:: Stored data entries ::
○ ○ ○ ○ ○ ○ ○

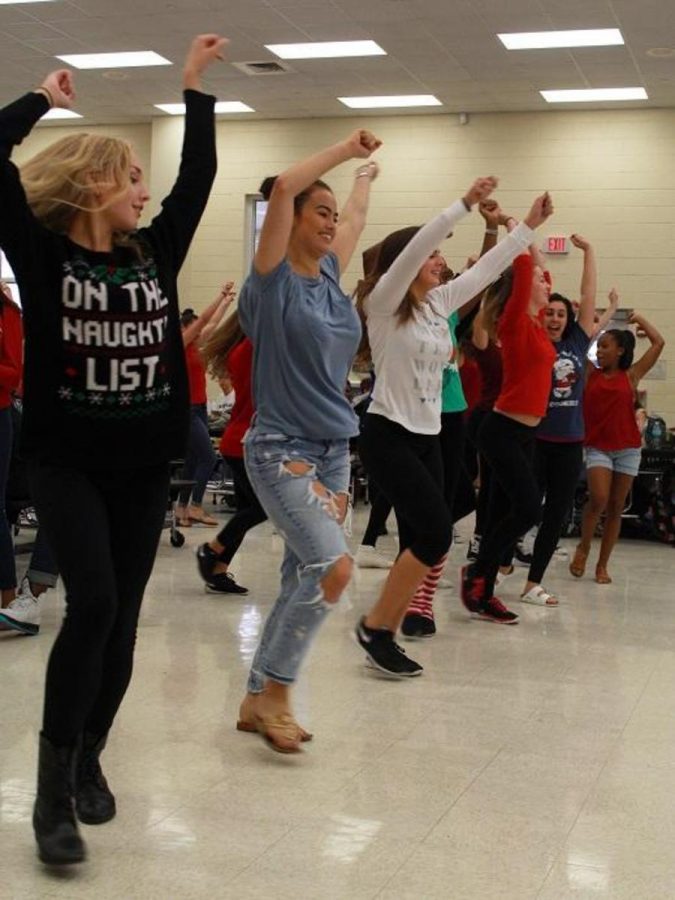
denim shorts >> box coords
[585,446,642,478]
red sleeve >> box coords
[498,253,533,335]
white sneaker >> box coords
[355,545,393,569]
[553,544,569,560]
[0,578,41,635]
[495,566,515,589]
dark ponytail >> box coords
[258,175,333,213]
[606,328,635,369]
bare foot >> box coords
[595,565,612,584]
[237,694,312,745]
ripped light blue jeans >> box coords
[243,428,351,692]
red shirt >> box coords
[0,296,23,409]
[494,254,556,419]
[584,368,641,451]
[185,342,207,405]
[469,341,502,411]
[219,338,254,459]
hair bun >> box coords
[259,176,277,201]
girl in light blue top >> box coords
[237,130,381,753]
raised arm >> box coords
[471,301,490,351]
[593,287,619,338]
[0,69,74,267]
[456,199,505,322]
[200,283,236,342]
[570,233,597,336]
[628,313,665,385]
[331,161,379,273]
[432,192,553,314]
[182,283,235,347]
[254,130,381,276]
[369,177,497,316]
[143,35,227,272]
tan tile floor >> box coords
[2,507,674,899]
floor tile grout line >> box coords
[533,655,661,898]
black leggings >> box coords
[528,440,584,584]
[359,414,451,567]
[28,460,169,746]
[472,412,541,590]
[362,478,392,547]
[440,411,476,526]
[467,408,492,537]
[215,456,267,564]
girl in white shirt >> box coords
[354,180,551,677]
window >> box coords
[243,195,267,272]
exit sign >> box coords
[544,236,569,254]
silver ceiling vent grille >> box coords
[232,61,293,75]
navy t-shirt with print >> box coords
[538,322,591,442]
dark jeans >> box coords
[178,404,217,507]
[28,460,169,746]
[215,456,267,564]
[528,439,584,584]
[0,407,15,590]
[359,414,451,567]
[471,412,541,592]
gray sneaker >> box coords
[0,578,41,635]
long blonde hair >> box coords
[20,133,133,234]
[201,309,246,379]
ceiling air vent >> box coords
[232,60,293,75]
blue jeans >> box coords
[244,429,351,692]
[178,404,217,506]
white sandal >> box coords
[520,585,559,606]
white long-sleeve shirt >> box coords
[364,199,534,434]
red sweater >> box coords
[584,368,641,451]
[219,338,254,459]
[494,254,556,418]
[185,341,207,405]
[0,295,22,409]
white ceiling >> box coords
[1,0,675,124]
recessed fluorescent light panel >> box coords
[499,29,624,50]
[266,40,385,60]
[41,108,83,119]
[541,87,648,103]
[155,101,254,115]
[0,0,56,3]
[339,94,442,109]
[57,51,171,69]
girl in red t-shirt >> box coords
[571,314,664,584]
[177,283,235,526]
[198,314,267,597]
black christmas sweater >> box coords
[0,89,216,469]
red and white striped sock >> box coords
[406,555,447,620]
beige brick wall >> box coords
[17,108,675,420]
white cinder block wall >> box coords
[17,109,675,420]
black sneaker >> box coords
[460,565,486,614]
[474,596,519,625]
[466,534,481,563]
[196,543,218,583]
[355,617,423,677]
[401,613,436,639]
[205,572,249,595]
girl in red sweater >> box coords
[571,314,664,583]
[460,195,555,623]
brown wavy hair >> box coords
[355,226,428,367]
[481,266,515,340]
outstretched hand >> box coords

○ ○ ○ ○ ○ ○ ○

Pictures stay out of this copy; write out the entries above exactly.

:: Exercise response ::
denim shorts >> box coords
[585,446,642,478]
red sleeve >> box coords
[498,253,533,335]
white sneaker >> box coords
[355,545,393,569]
[553,544,569,560]
[0,578,41,635]
[495,566,515,589]
dark ponytail >> box coords
[258,175,333,213]
[606,328,635,369]
bare foot >> box coords
[595,565,612,584]
[237,694,312,745]
ripped light blue jeans >> box coords
[243,428,351,692]
red shirt >> box coords
[0,296,23,409]
[494,254,556,419]
[584,368,641,451]
[185,342,207,405]
[469,341,502,411]
[219,338,254,459]
hair bun >> box coords
[259,176,277,201]
girl in light blue top >> box coords
[237,130,381,753]
raised arm >> box coords
[471,301,490,351]
[593,287,619,338]
[0,69,74,267]
[456,199,505,322]
[200,283,236,342]
[570,233,597,336]
[628,313,665,385]
[331,161,379,273]
[432,192,553,314]
[182,283,235,347]
[254,130,381,276]
[369,177,497,316]
[143,35,227,272]
tan tile floor >> box coords
[2,507,674,899]
floor tile grout line >> box coords
[533,655,661,898]
black leggings >> box coords
[528,440,584,584]
[359,414,451,567]
[28,460,169,746]
[472,412,541,590]
[362,478,392,547]
[440,411,476,526]
[467,408,492,537]
[215,456,267,564]
girl in white shirt >> box coords
[354,180,551,677]
window >> box coords
[243,195,267,272]
exit sign >> box coords
[544,236,569,254]
silver ceiling vent grille >> box coords
[232,61,293,75]
navy t-shirt with print >> box coords
[538,322,591,442]
dark jeans >> box coords
[178,404,217,507]
[28,460,169,746]
[215,456,267,564]
[528,439,584,584]
[0,407,15,590]
[359,414,451,567]
[471,412,541,592]
gray sneaker >> box coords
[0,578,41,635]
long blonde hair >> box coords
[20,133,133,234]
[201,309,246,379]
ceiling air vent >> box coords
[232,60,293,75]
blue jeans >> box coords
[244,429,351,692]
[178,404,217,506]
white sandal >> box coords
[520,585,559,606]
white long-sleeve shirt >> box coords
[364,199,534,434]
red sweater >> box coords
[584,368,641,451]
[219,338,254,459]
[494,254,556,418]
[185,341,207,405]
[0,295,22,409]
white ceiling >> box coords
[1,0,675,124]
recessed fluorescent light panel >> box coords
[499,29,624,50]
[266,40,385,60]
[41,108,83,119]
[541,87,648,103]
[155,101,254,115]
[0,0,56,3]
[339,94,442,109]
[57,51,171,69]
girl in red t-shirt >> box coords
[571,314,664,584]
[177,283,235,526]
[198,314,267,597]
black christmas sweater >> box coords
[0,89,216,469]
red and white striped sock >> box coords
[406,555,447,620]
beige brick wall >> box coords
[17,108,675,420]
white cinder block wall >> box coords
[17,109,675,420]
black sneaker >> box coords
[460,565,486,614]
[474,596,519,625]
[466,534,481,563]
[196,543,218,583]
[355,617,423,677]
[401,613,436,639]
[205,572,249,595]
girl in red sweater >> box coords
[571,314,664,583]
[460,195,555,623]
brown wavy hair >> box coords
[355,226,428,367]
[481,266,515,340]
outstretched hand >> box coords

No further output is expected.